● TO-DO LIST:
- a) Copy the film festival article below word for word, starting with "Attending an international" and going on through "by the wayside.".
- b) Extend the film festival article below, picking up after its last sentence.

● EXCERPTED PASSAGE:
--- --- ---

This is the fourth in a series of articles on the Toronto International Film Festival 2002, held September 5-14.

Attending an international film festival can be an eye-opening experience. Viewing films from every corner of the globe sensitizes one to the state of humanity as a whole at a time when the ruling elite everywhere is feverishly pushing a national-chauvinist agenda.

Films help put features on the previously faceless, whether they be peoples with whom one may have little serious interaction in daily life, even in a large metropolitan center; peoples from regions that are largely excluded from media coverage; or even the inhabitants of countries now branded as centers of “evil” by the US administration and media. We see real people with real feelings and real problems, like ourselves, not “ethnic minorities” or “aliens,” much less potential “terrorists.” Stereotypes and preconceptions inevitably fall by the wayside.

--- --- ---

● DATA SECTION:
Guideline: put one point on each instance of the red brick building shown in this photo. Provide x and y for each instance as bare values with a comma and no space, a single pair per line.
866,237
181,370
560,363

--- --- ---

● EXPECTED ANSWERS:
- a)
Attending an international film festival can be an eye-opening experience. Viewing films from every corner of the globe sensitizes one to the state of humanity as a whole at a time when the ruling elite everywhere is feverishly pushing a national-chauvinist agenda.

Films help put features on the previously faceless, whether they be peoples with whom one may have little serious interaction in daily life, even in a large metropolitan center; peoples from regions that are largely excluded from media coverage; or even the inhabitants of countries now branded as centers of “evil” by the US administration and media. We see real people with real feelings and real problems, like ourselves, not “ethnic minorities” or “aliens,” much less potential “terrorists.” Stereotypes and preconceptions inevitably fall by the wayside.

- b)
As the American media in particular practices greater and greater self-censorship, excluding images of the victims of great power policies and generally encouraging insularity and selfishness, the glimpses that world cinema provides of other lives is necessary and even heartening.

Moreover, the sight of tens of thousands of people lining up, not to see the latest bombast from Hollywood, but independent and artistic efforts, whether entirely successful or not, is welcome. The experience is an antidote to the worship of the only god that the US entertainment industry today knows—the noxious and ever-present box office gross.

A Peck on the Cheek

Civil war-torn northern Sri Lanka is the background for Kannathil Muthamittal (A Peck on the Cheek), the latest film by veteran Indian filmmaker Mani Ratnam. The marital bliss of an arranged marriage between Madhavan, a shy girl from the country, and Dileep, a Tamil guerrilla, is shattered when the Sri Lanka military invades their village seeking to rout the Tamil resistance. The groom rushes off to battle, leaving his bride to undertake a perilous boat journey to an Indian refugee camp. In the camp’s harsh conditions, Madhavan delivers a baby girl and then runs off to fight in Sri Lanka, abandoning her child.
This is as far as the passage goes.